**Problem details**: Beginning with the line containing "emblem in this photo." and ending with the last line, repeat the records exactly.
Start Available records
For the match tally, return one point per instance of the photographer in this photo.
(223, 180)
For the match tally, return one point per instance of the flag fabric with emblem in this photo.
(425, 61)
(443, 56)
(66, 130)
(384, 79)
End Available records
**Response**:
For the match tally, return one point per instance of the flag fabric with emblem in this photo.
(425, 61)
(443, 56)
(66, 130)
(384, 79)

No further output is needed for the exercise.